* Excerpt provided *
Hi

Two teachers talk to each other. One says the other one that she found a piece of paper with some information on it. It said that one of the pupils from the school was abused by her grandma (Phoebe Rigby). The other teacher (Miss Benson) who sees this piece of paper says:

That’s an easy one. Somebody’s trying to pull your leg, Miss Mayfield. If ever’ there was a daft doting old grandmother, Phoebe Rigby is it. This,’ she waved the paper ‘is as though I said you gave yourself three helpings of food every day and made Bobby Fakes go short. See?’

Bobby Fakes was the newcomer, who had very quickly

decided that school was nothing to cry about.

‘But why should anybody play such a joke on me, Miss

Benson?’

‘Well, you’ll remember St Augustine – “Not Angles but angels.” It works the other way, too – “Not angels but

Angles.” You mustn’t be misled by all this flaxen hair and blue eyes.’

So the second teacher doesn't believe that this information is true.

Does "cry about" here mean "nothing special"?

Is "you'll remember" a kind of question like "Do you remember the quote from St Augustine which said ...
Hi,

Two teachers talk to each other. One says the other one that she found a piece of paper with some information on it. It said that one of the pupils from the school was abused by her grandma (Phoebe Rigby). The other teacher (Miss Benson) who sees this piece of paper says:

That’s an easy one. Somebody’s trying to pull your leg, Miss Mayfield. If ever’ there was a daft doting old grandmother, Phoebe Rigby is it. This,’ she waved the paper ‘is as though I said you gave yourself three helpings of food every day and made Bobby Fakes go short. See?’

Bobby Fakes was the newcomer, who had very quickly

decided that school was nothing to cry about.

* Records from a point labeling set *
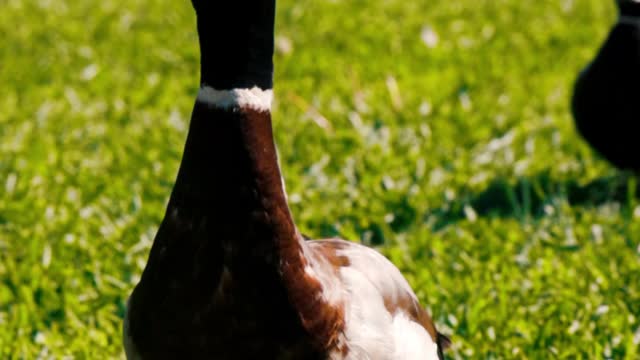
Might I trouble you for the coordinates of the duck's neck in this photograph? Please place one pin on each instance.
(229, 181)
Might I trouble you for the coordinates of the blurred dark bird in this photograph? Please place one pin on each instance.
(606, 99)
(229, 276)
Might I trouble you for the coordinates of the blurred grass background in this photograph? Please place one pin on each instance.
(437, 130)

* Directives *
A – Reproduce the part of the post about two teachers and a note, starting at "So the second" and ending at "which said ...".
B – How many lines of the records contain the string "this", with case counting? Give only the number.

* Results *
A –
So the second teacher doesn't believe that this information is true.

Does "cry about" here mean "nothing special"?

Is "you'll remember" a kind of question like "Do you remember the quote from St Augustine which said ...

B – 3